• **Supplied entries**:
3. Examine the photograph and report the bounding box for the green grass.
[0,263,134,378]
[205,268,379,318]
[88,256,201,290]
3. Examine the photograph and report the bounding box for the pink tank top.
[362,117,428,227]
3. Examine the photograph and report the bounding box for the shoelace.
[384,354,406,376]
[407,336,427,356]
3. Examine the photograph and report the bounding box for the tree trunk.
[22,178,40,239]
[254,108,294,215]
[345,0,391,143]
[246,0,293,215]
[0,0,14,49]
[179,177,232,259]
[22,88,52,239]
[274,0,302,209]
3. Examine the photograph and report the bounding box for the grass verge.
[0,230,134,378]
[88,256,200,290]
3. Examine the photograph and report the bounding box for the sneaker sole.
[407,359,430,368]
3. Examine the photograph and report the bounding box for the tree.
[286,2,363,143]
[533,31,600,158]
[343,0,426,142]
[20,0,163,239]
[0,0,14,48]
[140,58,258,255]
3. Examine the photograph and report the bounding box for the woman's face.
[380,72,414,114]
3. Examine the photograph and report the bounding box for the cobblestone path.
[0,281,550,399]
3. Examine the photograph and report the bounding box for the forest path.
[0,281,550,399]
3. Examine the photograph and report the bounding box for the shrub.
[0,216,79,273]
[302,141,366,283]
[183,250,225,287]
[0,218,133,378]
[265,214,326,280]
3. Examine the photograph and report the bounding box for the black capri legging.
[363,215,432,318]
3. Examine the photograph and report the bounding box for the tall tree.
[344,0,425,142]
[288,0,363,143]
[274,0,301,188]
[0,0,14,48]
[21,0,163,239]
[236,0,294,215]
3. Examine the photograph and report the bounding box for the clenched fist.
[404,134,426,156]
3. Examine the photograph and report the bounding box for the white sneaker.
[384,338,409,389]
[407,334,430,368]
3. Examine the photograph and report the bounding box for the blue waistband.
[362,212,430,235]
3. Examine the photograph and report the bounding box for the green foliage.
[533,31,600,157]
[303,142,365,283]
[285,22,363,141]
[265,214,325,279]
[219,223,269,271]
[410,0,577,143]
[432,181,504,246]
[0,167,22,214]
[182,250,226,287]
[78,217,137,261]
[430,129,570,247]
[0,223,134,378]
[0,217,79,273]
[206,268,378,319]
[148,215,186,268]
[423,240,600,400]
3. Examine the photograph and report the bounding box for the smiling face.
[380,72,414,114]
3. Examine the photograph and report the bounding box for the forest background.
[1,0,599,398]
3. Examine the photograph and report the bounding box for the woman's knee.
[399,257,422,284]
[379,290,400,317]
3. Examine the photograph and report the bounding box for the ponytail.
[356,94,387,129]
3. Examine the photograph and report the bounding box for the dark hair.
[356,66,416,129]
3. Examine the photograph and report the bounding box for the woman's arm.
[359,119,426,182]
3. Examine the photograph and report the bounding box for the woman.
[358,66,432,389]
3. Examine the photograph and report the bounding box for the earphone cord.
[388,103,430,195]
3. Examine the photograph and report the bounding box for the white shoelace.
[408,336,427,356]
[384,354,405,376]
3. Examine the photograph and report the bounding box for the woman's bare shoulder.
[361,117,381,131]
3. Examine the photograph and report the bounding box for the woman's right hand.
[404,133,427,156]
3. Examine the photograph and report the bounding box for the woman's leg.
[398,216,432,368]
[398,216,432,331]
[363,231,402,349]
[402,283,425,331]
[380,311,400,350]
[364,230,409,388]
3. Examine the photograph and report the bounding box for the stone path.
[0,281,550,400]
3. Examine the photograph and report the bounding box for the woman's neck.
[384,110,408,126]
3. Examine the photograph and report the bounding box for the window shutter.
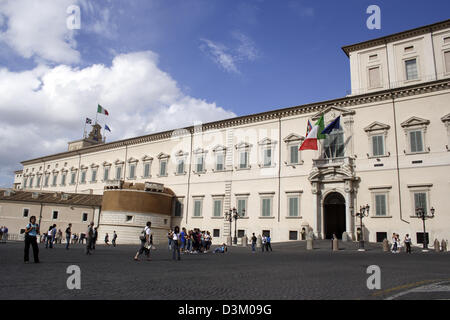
[290,145,298,164]
[444,51,450,73]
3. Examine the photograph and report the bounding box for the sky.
[0,0,449,187]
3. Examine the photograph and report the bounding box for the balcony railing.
[312,156,354,168]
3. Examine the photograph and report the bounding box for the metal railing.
[312,156,354,168]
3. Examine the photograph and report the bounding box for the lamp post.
[416,207,435,252]
[352,204,369,251]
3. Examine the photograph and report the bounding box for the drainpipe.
[277,117,282,223]
[185,128,194,225]
[74,151,81,193]
[391,93,409,224]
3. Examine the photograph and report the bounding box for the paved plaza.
[0,240,449,300]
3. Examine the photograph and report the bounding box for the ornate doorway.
[324,192,346,239]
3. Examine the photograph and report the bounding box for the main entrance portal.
[324,192,346,239]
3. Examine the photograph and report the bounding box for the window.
[103,167,110,181]
[369,54,378,61]
[372,135,385,156]
[416,232,429,245]
[52,211,58,220]
[115,166,122,180]
[263,148,272,167]
[125,215,133,223]
[288,196,300,217]
[409,130,424,153]
[129,164,136,179]
[237,198,247,217]
[376,232,387,243]
[289,231,298,240]
[261,198,272,217]
[405,58,418,80]
[52,175,57,186]
[239,151,249,169]
[174,198,184,217]
[374,194,387,216]
[213,199,223,217]
[368,66,381,88]
[323,129,344,158]
[404,45,414,53]
[36,176,41,188]
[143,162,151,177]
[193,199,203,217]
[29,177,34,188]
[444,51,450,73]
[213,229,220,238]
[23,177,28,189]
[176,159,184,175]
[44,175,49,187]
[414,192,427,215]
[262,230,270,237]
[61,174,66,186]
[91,169,97,182]
[289,145,299,164]
[82,213,88,222]
[23,208,29,218]
[216,153,224,171]
[237,230,245,238]
[159,160,167,176]
[80,171,86,184]
[70,172,76,185]
[196,155,204,173]
[444,37,450,45]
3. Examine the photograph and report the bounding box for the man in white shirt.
[134,221,152,261]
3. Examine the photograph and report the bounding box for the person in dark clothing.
[24,216,40,263]
[65,223,72,250]
[86,222,95,255]
[112,231,117,247]
[251,233,257,253]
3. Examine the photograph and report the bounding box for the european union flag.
[105,124,111,132]
[321,116,341,135]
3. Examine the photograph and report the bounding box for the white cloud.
[0,0,80,64]
[0,51,236,187]
[200,38,239,74]
[200,32,259,74]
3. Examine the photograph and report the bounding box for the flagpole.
[83,117,87,138]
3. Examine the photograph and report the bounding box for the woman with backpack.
[134,221,152,261]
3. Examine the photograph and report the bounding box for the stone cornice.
[20,78,450,166]
[342,19,450,57]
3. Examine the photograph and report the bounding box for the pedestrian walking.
[134,221,152,261]
[262,235,267,252]
[391,233,398,253]
[65,223,72,250]
[86,222,95,255]
[112,231,117,247]
[171,226,181,261]
[104,233,110,246]
[92,227,98,250]
[266,235,272,252]
[251,233,257,253]
[404,234,412,254]
[45,225,54,249]
[24,216,40,263]
[167,230,173,251]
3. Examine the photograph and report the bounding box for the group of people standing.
[0,226,9,242]
[391,233,412,254]
[168,228,213,255]
[251,233,273,253]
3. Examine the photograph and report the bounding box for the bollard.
[242,235,248,247]
[306,231,314,250]
[434,239,440,252]
[332,238,339,251]
[226,236,232,246]
[382,238,389,252]
[341,232,348,242]
[441,239,447,252]
[256,235,262,248]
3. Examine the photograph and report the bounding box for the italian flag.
[299,115,325,151]
[97,104,109,116]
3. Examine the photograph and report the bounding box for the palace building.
[5,19,450,245]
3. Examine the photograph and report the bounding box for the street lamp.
[224,208,234,246]
[352,204,369,251]
[416,207,435,252]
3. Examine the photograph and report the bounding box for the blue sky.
[0,0,449,187]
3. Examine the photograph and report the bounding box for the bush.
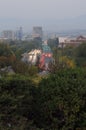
[37,68,86,129]
[0,75,36,129]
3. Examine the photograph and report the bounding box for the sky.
[0,0,86,32]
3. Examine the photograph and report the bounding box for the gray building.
[15,27,23,40]
[1,30,15,40]
[32,26,43,39]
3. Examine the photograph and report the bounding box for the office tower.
[32,26,43,39]
[16,27,23,40]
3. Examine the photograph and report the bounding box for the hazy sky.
[0,0,86,31]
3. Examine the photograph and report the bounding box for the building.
[39,42,53,70]
[21,49,42,65]
[21,41,53,71]
[59,35,86,48]
[15,27,23,40]
[32,26,43,40]
[1,30,15,40]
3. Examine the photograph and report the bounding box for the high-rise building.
[15,27,23,40]
[32,26,43,39]
[1,30,15,40]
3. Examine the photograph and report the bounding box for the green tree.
[12,60,38,76]
[0,43,14,57]
[74,43,86,66]
[36,68,86,130]
[0,75,36,129]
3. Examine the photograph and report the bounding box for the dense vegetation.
[0,40,86,129]
[9,40,42,59]
[0,68,86,129]
[61,43,86,67]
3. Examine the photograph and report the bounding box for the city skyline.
[0,0,86,31]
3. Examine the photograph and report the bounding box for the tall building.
[32,26,43,39]
[1,30,15,40]
[15,27,23,40]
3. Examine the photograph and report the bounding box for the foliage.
[0,75,36,129]
[74,43,86,66]
[62,46,75,58]
[0,40,41,76]
[37,68,86,130]
[59,43,86,67]
[0,68,86,129]
[0,43,16,68]
[0,40,86,129]
[12,60,38,76]
[0,43,14,57]
[47,38,59,52]
[48,55,76,74]
[75,43,86,57]
[10,40,42,59]
[59,56,76,68]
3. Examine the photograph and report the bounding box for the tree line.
[0,40,86,129]
[0,68,86,130]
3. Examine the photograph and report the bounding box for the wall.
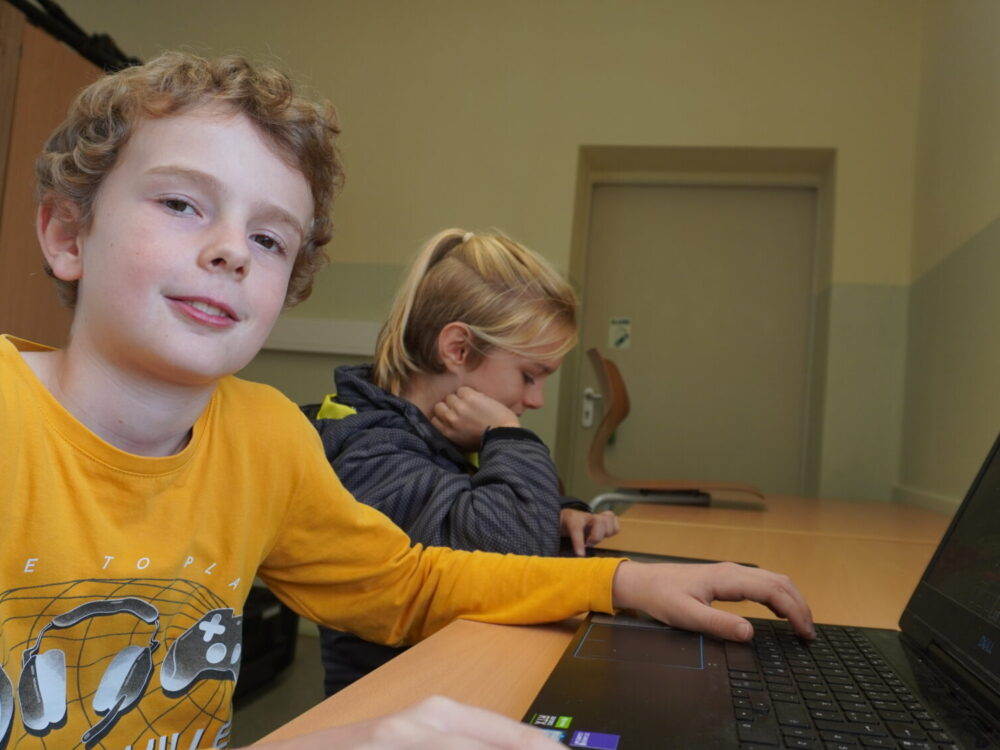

• **Exercise prompt**: Only the lines from the one containing "the high-rise building." through the end of the data above are to be output, exactly and without pictures.

• **Your solution**:
3. Examine the photograph and report the bounding box for the high-rise building.
[15,27,23,40]
[32,26,43,39]
[1,30,15,40]
3. Examine the photograph and report the bounding box for the green tree.
[12,60,38,76]
[0,43,14,57]
[74,43,86,66]
[36,68,86,130]
[0,75,36,129]
3. Examine the photograph and report the bounding box for the dense vegetation.
[0,40,86,129]
[9,40,42,59]
[0,68,86,129]
[61,43,86,67]
3. Examine the photograph and report the bounding box for the city skyline.
[0,0,86,31]
3. Examine the photograph and report the bounding box for the tall building.
[32,26,43,39]
[1,30,15,40]
[15,27,23,40]
3. Examine the photograph and report the bounding box for the foliage.
[0,75,36,129]
[74,43,86,66]
[62,46,75,58]
[0,40,41,76]
[37,68,86,130]
[59,43,86,67]
[0,68,86,129]
[0,43,16,68]
[0,40,86,129]
[12,60,38,76]
[0,43,14,57]
[47,38,59,52]
[48,55,76,74]
[75,43,86,57]
[10,40,42,59]
[59,56,76,68]
3. Examine the photograph and report the bounding box for the tree line.
[0,40,86,129]
[0,68,86,130]
3. Examine the photograph and report the bounding box for the wall.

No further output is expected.